◆ Exercise description: Say how many lines in the data below contain the word "painted", and give no other text.
------------------------------------
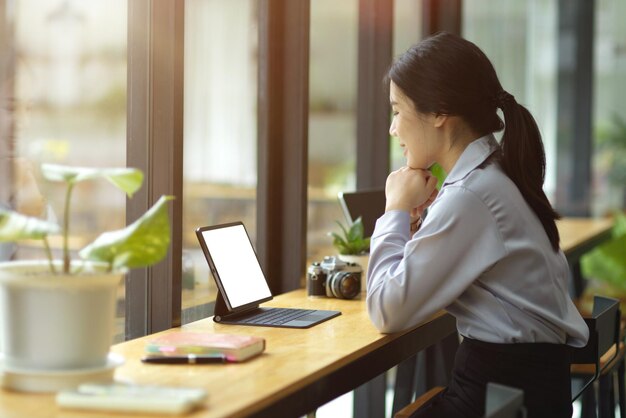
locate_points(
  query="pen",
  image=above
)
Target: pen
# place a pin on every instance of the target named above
(188, 359)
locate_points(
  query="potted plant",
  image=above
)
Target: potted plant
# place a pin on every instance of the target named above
(57, 316)
(605, 266)
(353, 246)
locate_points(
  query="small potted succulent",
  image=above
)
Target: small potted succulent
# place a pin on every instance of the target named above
(353, 246)
(57, 316)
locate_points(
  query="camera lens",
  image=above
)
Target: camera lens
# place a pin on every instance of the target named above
(345, 285)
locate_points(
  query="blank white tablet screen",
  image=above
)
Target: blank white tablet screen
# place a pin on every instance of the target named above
(237, 265)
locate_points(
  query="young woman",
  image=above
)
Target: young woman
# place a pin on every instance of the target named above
(488, 251)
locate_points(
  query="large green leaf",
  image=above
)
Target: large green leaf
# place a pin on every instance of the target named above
(440, 173)
(126, 179)
(140, 244)
(14, 226)
(607, 262)
(352, 241)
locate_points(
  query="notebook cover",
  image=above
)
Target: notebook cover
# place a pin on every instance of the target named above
(234, 347)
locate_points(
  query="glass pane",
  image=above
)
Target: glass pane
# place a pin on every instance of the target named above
(220, 154)
(520, 39)
(64, 102)
(332, 118)
(609, 117)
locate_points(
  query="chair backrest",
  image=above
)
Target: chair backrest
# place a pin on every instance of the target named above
(604, 332)
(504, 402)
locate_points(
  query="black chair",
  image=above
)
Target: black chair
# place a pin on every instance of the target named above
(601, 360)
(500, 402)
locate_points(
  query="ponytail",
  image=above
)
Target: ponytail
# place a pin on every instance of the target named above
(446, 74)
(524, 161)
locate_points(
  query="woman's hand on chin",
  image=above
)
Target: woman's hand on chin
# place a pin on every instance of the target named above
(410, 189)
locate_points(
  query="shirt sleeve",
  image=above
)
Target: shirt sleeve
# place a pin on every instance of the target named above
(410, 279)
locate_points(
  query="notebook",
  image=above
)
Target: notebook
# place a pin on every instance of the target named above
(368, 204)
(241, 284)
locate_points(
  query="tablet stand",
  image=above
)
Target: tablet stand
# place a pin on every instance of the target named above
(220, 309)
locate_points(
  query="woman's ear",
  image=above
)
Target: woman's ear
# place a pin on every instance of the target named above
(440, 120)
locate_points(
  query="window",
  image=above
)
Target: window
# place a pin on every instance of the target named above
(332, 118)
(220, 133)
(64, 102)
(609, 113)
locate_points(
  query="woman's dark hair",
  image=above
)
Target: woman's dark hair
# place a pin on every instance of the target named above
(448, 75)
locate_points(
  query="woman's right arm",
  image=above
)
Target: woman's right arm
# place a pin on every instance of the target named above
(411, 279)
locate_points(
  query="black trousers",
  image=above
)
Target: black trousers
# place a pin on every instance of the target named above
(541, 370)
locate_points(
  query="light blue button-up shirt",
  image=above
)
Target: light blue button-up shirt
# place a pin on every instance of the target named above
(481, 254)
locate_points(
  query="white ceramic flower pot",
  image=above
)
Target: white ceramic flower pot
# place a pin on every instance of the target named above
(55, 322)
(361, 260)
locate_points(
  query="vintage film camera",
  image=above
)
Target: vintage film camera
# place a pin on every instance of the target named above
(334, 278)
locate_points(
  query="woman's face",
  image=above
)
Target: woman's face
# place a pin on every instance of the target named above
(416, 131)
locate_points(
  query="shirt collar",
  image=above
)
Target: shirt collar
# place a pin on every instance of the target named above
(473, 156)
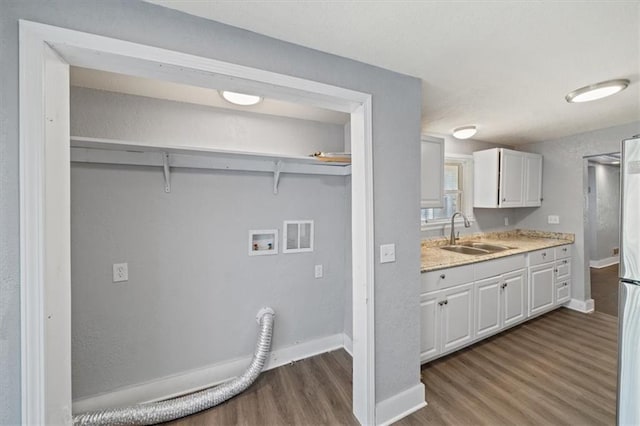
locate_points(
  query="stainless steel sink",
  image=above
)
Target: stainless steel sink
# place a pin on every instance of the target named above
(493, 248)
(466, 250)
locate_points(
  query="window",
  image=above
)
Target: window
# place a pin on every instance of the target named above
(458, 192)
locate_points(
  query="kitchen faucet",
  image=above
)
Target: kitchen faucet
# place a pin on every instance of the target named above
(452, 240)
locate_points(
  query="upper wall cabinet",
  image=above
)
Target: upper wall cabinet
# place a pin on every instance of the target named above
(504, 178)
(432, 172)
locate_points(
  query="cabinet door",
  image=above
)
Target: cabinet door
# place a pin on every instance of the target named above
(541, 288)
(533, 180)
(457, 317)
(514, 297)
(429, 326)
(432, 172)
(488, 306)
(511, 179)
(563, 292)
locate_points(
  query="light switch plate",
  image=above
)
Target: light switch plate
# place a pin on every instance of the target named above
(120, 272)
(387, 253)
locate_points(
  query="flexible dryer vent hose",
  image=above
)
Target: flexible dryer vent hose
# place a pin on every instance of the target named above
(163, 411)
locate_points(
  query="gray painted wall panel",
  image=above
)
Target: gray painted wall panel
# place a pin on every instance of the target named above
(193, 290)
(396, 129)
(563, 181)
(608, 210)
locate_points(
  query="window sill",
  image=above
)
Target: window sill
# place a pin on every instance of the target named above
(446, 222)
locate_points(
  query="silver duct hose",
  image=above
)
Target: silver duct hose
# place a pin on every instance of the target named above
(171, 409)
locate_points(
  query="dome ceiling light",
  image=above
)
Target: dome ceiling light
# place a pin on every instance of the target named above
(464, 132)
(597, 91)
(241, 99)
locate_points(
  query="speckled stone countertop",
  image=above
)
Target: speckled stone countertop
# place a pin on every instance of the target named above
(521, 241)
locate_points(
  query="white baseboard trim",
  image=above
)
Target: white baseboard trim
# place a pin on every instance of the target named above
(584, 306)
(193, 380)
(603, 263)
(348, 345)
(400, 405)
------------------------------------
◆ Exercise answer: 2